_Work task_
Write the next part of the review of the Diagnosis Murder episode "The Last Resort" below, beginning after its final sentence and not drawing on the data that follows it.

_Excerpted text_
DIAGNOSIS MURDER. “The Last Resort.” CBS, original air-date: 19 November 1998 (Season 6, Episode 9). Dick Van Dyke (Dr. Mark Sloan), Victoria Rowell, Charlie Schlatter, Barry Van Dyke (Steve Sloan). Guest star: Joe Penny. Written by Paul Bishop. Director: Christian I. Nyby II. Series available on DVD. Not known to be currently streaming online.

   I used to love Diagnosis Murder. When I was eleven and twelve years old, my mum would record (on VHS!) the daily afternoon repeat while I was busy enduring institutional betrayal at school. It may not have been the coolest television programme around, but it was light-hearted and often reasonably exciting, with a nifty mystery plot and maybe a bit of action too.

   As I’m sure everybody here knows, the show revolved around ebullient sixty-something Dr Mark Sloan (Dick Van Dyke), the Chief of Internal Medicine at Community General Hospital in Los Angeles, who also doubles as an amateur sleuth and eventual consultant for the L.A.P.D., often working alongside his homicide detective son Steve (a permanently purse-lipped Barry Van Dyke, Dick’s real-life son).

   Assisting Mark are a couple of young, attractive medical colleagues, sensible and assertive Dr Amanda Bentley (Victoria Rowell) and boyishly enthusiastic Dr Jessie Travis (Charlie Schlatter), though all three are often hindered by the fussy, fulminating hospital administrator Norman Briggs (Michael Tucci), who believes they should remain focused on their patients instead of trying to solve crimes.

   The series depended almost disproportionately on its star and the good-will he had accrued from his eponymous sitcom and triptych of big-screen musicals from the early-to-mid 1960s. Like Andy Griffith, that other wholesome ’60s comedy lead who turned to the less demanding mystery genre in old age, Van Dyke was able to carve out a niche, catering to a more mature audience and working as a sort of counter-programming to gritty police procedurals like NYPD Blue and Homicide: Life on the Street.

   Stylistically, it was a less twee and ever so slightly more plausible Murder, She Wrote, without ever becoming a similarly solid ratings champion. Indeed, Diagnosis Murder sputtered every year into almost reluctant renewals by a higher-brass who knew how appealing the older demographic was to advertisers compared to the younger, more impecunious generations proceeding them.

   Whereas many episodes had a minor, frivolous subplot to offset all the murder and petty revenge, there was a small shake-up in the sixth season when things occasionally became a little bit darker than regular viewers might ordinarily expect. “The Last Resort” was one such episode, and there’s nary a chuckle to be had in its forty-four minutes, beginning with Steve apparently losing his professional perspective and attacking a suspect during interrogation – even throwing a chair through the one-way glass.

_Available data_

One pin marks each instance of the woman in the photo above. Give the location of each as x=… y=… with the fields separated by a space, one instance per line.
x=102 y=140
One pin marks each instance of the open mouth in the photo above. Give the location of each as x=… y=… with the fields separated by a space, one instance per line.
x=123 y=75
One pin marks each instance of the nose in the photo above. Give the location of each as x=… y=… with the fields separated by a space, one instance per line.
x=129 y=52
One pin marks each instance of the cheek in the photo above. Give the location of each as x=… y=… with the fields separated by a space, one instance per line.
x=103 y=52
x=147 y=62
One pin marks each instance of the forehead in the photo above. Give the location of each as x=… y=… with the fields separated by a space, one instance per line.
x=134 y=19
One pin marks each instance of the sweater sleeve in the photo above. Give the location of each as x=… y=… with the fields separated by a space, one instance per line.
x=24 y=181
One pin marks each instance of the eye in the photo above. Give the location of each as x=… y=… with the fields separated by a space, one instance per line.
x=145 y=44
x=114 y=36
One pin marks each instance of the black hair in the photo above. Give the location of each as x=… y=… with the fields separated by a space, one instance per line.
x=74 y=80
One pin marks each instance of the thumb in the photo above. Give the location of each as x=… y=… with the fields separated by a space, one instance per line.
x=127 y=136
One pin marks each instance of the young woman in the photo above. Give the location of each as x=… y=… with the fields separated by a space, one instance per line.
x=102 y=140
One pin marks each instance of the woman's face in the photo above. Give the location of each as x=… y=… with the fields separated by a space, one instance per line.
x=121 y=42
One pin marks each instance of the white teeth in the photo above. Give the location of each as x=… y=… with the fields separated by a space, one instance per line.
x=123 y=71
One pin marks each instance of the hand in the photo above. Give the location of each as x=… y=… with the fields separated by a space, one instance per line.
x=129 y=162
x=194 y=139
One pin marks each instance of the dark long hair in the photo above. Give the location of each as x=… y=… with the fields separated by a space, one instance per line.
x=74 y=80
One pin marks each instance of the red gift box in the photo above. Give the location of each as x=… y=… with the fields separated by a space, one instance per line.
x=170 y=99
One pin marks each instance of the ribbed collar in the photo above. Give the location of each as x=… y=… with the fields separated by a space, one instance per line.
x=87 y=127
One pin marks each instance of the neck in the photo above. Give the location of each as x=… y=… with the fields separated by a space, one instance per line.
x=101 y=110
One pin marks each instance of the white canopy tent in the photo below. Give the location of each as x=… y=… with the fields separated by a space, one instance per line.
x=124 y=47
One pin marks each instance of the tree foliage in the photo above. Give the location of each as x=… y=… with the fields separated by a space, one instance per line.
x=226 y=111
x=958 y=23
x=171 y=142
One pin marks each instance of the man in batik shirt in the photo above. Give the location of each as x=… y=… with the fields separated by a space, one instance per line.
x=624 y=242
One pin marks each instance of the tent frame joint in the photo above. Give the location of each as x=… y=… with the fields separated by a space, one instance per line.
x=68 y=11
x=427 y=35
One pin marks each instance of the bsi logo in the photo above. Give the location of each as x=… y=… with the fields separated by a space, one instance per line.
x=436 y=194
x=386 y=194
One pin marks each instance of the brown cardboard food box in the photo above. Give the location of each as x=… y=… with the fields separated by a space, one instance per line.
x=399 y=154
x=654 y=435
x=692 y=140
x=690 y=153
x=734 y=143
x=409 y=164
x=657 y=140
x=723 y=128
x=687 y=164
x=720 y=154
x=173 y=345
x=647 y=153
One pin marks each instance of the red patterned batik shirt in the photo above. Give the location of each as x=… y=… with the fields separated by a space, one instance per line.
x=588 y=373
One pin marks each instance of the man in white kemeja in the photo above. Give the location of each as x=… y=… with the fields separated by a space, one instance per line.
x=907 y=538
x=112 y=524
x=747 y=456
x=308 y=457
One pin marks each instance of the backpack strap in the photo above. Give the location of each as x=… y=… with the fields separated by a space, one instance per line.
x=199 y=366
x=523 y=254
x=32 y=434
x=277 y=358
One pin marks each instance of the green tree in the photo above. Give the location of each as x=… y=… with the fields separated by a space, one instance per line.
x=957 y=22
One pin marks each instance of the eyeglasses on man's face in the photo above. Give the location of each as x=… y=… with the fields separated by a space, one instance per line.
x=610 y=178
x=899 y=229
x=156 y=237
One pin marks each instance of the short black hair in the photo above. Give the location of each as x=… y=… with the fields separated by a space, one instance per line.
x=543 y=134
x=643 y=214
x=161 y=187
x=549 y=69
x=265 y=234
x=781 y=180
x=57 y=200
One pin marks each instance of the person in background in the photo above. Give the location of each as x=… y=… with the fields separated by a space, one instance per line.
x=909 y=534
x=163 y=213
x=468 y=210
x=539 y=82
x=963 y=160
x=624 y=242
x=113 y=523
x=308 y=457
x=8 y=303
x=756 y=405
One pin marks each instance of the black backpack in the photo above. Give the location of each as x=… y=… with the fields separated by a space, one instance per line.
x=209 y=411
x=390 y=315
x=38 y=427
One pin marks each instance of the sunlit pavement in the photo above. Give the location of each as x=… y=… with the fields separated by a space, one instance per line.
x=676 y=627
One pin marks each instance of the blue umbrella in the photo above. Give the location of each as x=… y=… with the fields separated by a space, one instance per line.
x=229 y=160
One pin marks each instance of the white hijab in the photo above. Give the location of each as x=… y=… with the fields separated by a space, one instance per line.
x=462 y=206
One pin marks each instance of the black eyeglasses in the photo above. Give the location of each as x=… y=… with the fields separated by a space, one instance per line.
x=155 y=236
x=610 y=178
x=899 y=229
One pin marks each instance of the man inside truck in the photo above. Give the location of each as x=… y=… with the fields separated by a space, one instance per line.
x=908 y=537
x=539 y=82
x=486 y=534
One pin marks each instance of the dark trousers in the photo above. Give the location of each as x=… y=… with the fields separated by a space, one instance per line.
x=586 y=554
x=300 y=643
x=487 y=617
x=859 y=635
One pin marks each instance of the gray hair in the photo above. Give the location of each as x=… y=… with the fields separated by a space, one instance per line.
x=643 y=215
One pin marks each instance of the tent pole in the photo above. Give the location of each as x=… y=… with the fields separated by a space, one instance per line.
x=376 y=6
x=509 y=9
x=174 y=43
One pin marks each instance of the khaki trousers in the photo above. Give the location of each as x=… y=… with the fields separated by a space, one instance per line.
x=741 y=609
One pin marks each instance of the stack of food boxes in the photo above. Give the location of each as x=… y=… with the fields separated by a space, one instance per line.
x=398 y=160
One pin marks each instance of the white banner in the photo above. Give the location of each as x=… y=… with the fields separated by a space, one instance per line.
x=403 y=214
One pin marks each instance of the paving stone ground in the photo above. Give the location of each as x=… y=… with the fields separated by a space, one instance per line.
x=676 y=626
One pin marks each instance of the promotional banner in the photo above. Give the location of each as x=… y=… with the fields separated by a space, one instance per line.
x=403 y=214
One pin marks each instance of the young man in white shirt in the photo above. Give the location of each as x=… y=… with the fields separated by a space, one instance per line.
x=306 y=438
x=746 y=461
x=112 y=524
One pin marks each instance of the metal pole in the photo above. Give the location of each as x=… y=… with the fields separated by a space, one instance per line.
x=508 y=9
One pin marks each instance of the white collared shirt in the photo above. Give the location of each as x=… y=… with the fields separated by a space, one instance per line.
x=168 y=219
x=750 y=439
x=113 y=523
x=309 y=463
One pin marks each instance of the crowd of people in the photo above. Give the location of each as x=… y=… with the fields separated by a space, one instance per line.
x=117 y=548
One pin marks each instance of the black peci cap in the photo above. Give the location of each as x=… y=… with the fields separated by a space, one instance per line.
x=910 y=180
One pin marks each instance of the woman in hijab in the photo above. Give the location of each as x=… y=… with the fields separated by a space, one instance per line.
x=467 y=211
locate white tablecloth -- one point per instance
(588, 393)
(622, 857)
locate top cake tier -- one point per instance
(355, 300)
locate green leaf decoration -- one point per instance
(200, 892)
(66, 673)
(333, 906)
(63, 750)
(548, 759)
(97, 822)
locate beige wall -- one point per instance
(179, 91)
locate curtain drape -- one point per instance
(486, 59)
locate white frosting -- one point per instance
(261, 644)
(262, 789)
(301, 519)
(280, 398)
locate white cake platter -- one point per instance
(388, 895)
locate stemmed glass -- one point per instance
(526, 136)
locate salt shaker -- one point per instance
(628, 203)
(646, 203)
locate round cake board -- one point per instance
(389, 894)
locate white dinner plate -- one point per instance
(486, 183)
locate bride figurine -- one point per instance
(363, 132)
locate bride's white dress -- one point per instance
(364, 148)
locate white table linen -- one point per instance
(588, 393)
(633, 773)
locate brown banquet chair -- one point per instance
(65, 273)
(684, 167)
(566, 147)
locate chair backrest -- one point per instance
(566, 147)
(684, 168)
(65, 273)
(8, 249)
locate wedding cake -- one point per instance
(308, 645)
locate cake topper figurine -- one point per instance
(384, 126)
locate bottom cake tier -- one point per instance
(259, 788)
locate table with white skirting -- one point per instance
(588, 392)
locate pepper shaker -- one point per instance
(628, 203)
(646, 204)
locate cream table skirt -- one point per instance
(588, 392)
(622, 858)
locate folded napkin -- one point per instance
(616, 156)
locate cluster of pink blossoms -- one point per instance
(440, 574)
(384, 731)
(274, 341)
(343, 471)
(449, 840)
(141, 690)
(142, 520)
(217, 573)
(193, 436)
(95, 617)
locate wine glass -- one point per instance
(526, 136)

_Written response_
   The sudden meltdown, after five years of watching this wearily workmanlike detective harrumphing his way through a slew of homicide investigations, is surprising, particularly as we’re told that he was supposed to be a calming influence on his new partner Reggie.

   An abrasive, confrontational cop, Reggie Ackroyd (Joe Penny) is constantly on the brink of getting fired or even arrested himself, only justifying his erratic behavior with the dubious assertion that his wife and daughter were kidnapped by a criminal named Sykes. Things get even worse for the pair when Steve inadvertently kills an unarmed rapist and reluctantly allows Reggie to cover it up.

   After further trouble, the men are strong-armed into attending a psychiatric rehabilitation program at Community General Hospital – a “Betty Ford clinic, except it’s for cops” – and struggle through sessions of group therapy led by the bluntly incisive Dr Sinclair (Reginald Val Johnson).

   While Steve is weighed down by guilt of the cover-up, Reggie begins losing all sense of reality, the frustration and anger over his family’s supposed capture uncoiling into a series of vividly disturbing hallucinations.

   Will he find them? Or is there something even more sinister going on?

   A dark story, with one of its biggest surprises being the absence of a breezy tag-scene which typically closes every episode, and the decision to let its grimly unsettling final fade-out stew in the viewer’s mind. Joe Penny, formerly of the now almost-forgotten Jake and the Fatman (a series which originated the Mark Sloan character in a one-episode guest turn, though Penny plays another role here), is excellent as the cold and mercurial Ackroyd, a man driven to insanity from rage, remorse and the pressures of a police career.

   To my eyes, at least, he looks like Sylvester Stallone, with a similar, moodily masculine persona to match. Barry Van Dyke, meanwhile, is subtly effective, though mostly this is due to the unexpected novelty of a more personal plot-line for the character rather than a genuinely compelling performance.

   Elsewhere in the episode, there’s a more conventional mystery sub-plot which keeps the other two regulars occupied as they investigate the locked room murder of a lab technician. For once, Jessie confront the culprit, and in a slyly charismatic manner too, demonstrating how a puppy-ish medical prodigy can lull any criminal into a false sense of security.